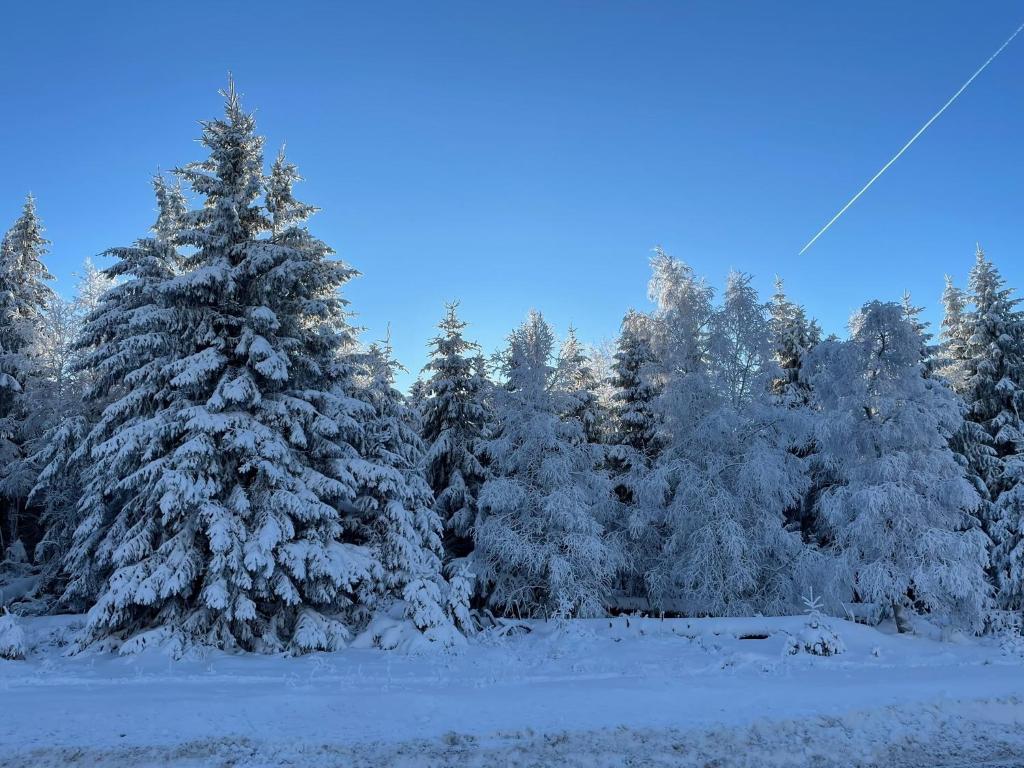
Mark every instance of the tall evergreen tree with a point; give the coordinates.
════════
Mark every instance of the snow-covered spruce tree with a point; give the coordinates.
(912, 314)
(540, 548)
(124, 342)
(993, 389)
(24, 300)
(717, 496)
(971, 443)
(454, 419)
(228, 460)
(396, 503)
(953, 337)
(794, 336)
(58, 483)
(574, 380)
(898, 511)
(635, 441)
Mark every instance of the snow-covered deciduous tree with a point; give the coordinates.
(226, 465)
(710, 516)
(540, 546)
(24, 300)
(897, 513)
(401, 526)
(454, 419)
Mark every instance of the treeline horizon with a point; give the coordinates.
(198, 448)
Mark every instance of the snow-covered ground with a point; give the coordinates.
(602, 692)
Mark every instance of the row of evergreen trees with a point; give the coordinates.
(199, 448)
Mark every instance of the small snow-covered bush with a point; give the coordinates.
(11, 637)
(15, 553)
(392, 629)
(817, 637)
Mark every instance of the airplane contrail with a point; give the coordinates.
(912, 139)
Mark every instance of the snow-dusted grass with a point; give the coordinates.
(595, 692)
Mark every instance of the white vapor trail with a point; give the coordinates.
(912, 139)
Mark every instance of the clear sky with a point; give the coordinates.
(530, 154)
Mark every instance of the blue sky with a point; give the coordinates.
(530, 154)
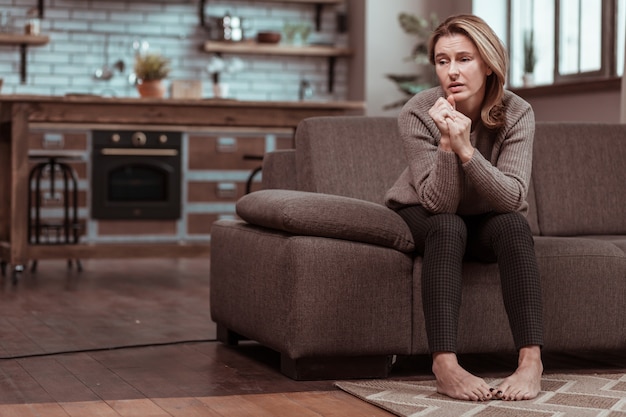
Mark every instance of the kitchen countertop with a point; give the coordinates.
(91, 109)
════════
Task objective
Copy out each line above that contains the string "snow". Case counts, so uppercase and lowercase letters do not match each other.

Final result
Mark every instance of the snow-covered spruce tree with a point; give the coordinates.
Mark every instance of the snow-covered deciduous tree with a point; give the coordinates.
Mark every instance of the snow-covered ground with a point; give the coordinates.
Mark every instance of the small snow-covered bush with a point; give the coordinates.
Mark every instance of the snow-dusted grass with a point; give the coordinates.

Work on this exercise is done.